Rows from a data source:
━━━━━━━━━━━━━━━━━━━━

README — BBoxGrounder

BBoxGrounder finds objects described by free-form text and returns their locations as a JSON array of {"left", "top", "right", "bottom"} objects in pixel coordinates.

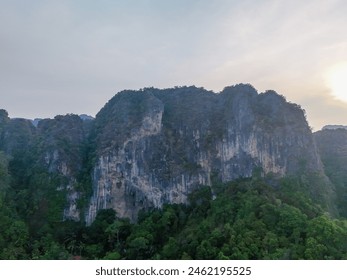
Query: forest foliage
[{"left": 0, "top": 159, "right": 347, "bottom": 259}]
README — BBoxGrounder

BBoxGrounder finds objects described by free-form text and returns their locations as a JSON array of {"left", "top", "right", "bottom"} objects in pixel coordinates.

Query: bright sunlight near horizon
[{"left": 328, "top": 62, "right": 347, "bottom": 103}]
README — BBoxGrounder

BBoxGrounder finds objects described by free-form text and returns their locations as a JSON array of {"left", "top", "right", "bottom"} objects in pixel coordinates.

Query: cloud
[{"left": 0, "top": 0, "right": 347, "bottom": 127}]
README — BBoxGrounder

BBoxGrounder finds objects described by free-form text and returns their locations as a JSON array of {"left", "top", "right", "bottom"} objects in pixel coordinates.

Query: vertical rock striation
[{"left": 86, "top": 85, "right": 323, "bottom": 224}]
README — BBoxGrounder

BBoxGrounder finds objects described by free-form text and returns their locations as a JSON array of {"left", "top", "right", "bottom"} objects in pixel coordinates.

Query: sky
[{"left": 0, "top": 0, "right": 347, "bottom": 130}]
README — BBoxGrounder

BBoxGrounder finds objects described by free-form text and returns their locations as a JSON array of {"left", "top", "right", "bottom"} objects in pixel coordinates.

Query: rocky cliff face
[
  {"left": 86, "top": 85, "right": 323, "bottom": 223},
  {"left": 0, "top": 85, "right": 333, "bottom": 224}
]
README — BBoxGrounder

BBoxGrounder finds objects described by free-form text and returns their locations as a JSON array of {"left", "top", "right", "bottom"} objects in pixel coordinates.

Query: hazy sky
[{"left": 0, "top": 0, "right": 347, "bottom": 129}]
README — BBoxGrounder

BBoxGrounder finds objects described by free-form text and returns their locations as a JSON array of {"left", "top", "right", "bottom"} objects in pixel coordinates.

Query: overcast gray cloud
[{"left": 0, "top": 0, "right": 347, "bottom": 129}]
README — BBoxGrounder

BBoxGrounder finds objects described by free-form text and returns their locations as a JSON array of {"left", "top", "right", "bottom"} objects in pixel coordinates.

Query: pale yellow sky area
[{"left": 0, "top": 0, "right": 347, "bottom": 130}]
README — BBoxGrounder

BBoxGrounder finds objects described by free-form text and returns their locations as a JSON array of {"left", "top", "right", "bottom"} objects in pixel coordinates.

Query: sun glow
[{"left": 328, "top": 63, "right": 347, "bottom": 102}]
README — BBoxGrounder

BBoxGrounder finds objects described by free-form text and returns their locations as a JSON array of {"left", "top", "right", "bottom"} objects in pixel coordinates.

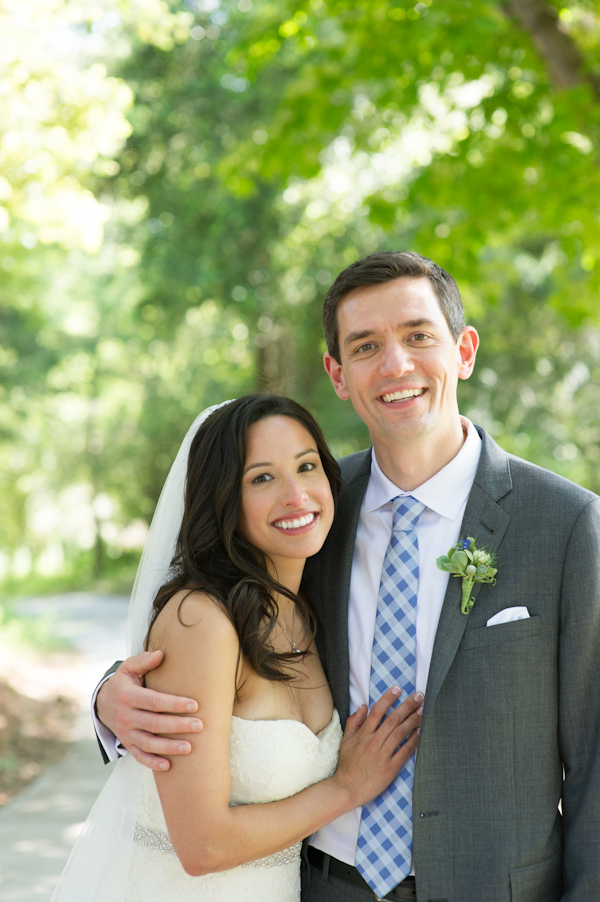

━━━━━━━━━━━━━━━━━━━━

- **What the task asks**: Extract every line of the rows above that contains the string "Query", matching case exactly.

- **Final result**:
Query: forest foliage
Query: bright sunlight near horizon
Query: cloud
Query: vertical rock striation
Query: sky
Query: rocky cliff face
Query: hazy sky
Query: overcast gray cloud
Query: pale yellow sky area
Query: sun glow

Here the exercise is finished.